• 指示 1:
データの行の先頭から「[389,62,523,152]」を含む行までを、その行も含めて番号付きリストに変換してもらえますか？空行は除いてください。

東北STANDARD

カネイリミュージアムショップ

協賛: キヤノンマーケティングジャパン株式会社

青森県八戸市

東北スタンダード13 デコトラ

2007年に刊行された、写真家・田附勝さんの初写真集『DECOTORA』。
写真に映し出された数々のデコトラたち。発想と技術と、何よりも誇りを前面に押し出した圧倒的な自己主張は、乗り手であるトラッカーの生き様をありありと表現している。彼らは何を思い、何を目指してトラックを飾るのか。青森県八戸在住の生きる伝説、「The originator of the decoration trackーデコトラの創始者」こと夏坂照夫さんにお話を聞きました。聞き手はもちろん田附さん。夏坂さんの口から語られる、イマジネーションとクリエイティビティの出発点は、ぼくたちが想像しているクリエイティブの概念をやすやすと塗り替える、こだわり抜いた男の美学。ファストファッションだか量産型だかは引っ込んでろ。これが自己表現、これぞアート。八戸発の暴走トラック、全9回に渡る圧倒的ボリュームでお届けいたします。

• データ行:
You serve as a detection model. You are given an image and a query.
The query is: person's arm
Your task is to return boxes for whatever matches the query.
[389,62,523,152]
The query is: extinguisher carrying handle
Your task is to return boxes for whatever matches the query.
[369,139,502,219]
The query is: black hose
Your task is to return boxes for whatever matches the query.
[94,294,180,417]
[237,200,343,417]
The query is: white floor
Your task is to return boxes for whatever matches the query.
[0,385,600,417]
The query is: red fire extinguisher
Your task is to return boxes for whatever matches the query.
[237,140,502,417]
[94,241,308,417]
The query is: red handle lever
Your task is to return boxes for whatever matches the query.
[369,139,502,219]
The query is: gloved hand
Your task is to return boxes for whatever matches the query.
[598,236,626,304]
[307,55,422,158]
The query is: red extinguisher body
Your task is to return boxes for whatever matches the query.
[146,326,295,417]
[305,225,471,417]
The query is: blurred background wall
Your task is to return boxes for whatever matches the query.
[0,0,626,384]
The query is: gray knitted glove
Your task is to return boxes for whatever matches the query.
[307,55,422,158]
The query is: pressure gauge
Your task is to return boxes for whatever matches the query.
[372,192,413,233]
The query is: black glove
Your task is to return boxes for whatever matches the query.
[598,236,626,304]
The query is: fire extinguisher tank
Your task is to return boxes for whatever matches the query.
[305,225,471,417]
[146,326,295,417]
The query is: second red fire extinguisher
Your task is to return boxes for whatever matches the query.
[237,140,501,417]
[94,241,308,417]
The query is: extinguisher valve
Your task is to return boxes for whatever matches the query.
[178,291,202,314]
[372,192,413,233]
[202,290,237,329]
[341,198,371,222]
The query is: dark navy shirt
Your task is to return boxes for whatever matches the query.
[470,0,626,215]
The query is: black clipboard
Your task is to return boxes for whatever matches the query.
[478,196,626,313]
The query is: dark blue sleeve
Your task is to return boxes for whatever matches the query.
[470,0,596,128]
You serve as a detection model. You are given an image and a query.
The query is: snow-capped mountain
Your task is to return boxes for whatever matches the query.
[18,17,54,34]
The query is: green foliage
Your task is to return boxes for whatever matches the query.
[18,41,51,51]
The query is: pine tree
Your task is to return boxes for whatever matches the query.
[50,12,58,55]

• 指示 2:
上のデコトラの紹介文を、省略も変更もせずに全文そのまま出力してもらえますか？

• 正解 1:
1. You serve as a detection model. You are given an image and a query.
2. The query is: person's arm
3. Your task is to return boxes for whatever matches the query.
4. [389,62,523,152]

• 正解 2:
東北STANDARD

カネイリミュージアムショップ

協賛: キヤノンマーケティングジャパン株式会社

青森県八戸市

東北スタンダード13 デコトラ

2007年に刊行された、写真家・田附勝さんの初写真集『DECOTORA』。
写真に映し出された数々のデコトラたち。発想と技術と、何よりも誇りを前面に押し出した圧倒的な自己主張は、乗り手であるトラッカーの生き様をありありと表現している。彼らは何を思い、何を目指してトラックを飾るのか。青森県八戸在住の生きる伝説、「The originator of the decoration trackーデコトラの創始者」こと夏坂照夫さんにお話を聞きました。聞き手はもちろん田附さん。夏坂さんの口から語られる、イマジネーションとクリエイティビティの出発点は、ぼくたちが想像しているクリエイティブの概念をやすやすと塗り替える、こだわり抜いた男の美学。ファストファッションだか量産型だかは引っ込んでろ。これが自己表現、これぞアート。八戸発の暴走トラック、全9回に渡る圧倒的ボリュームでお届けいたします。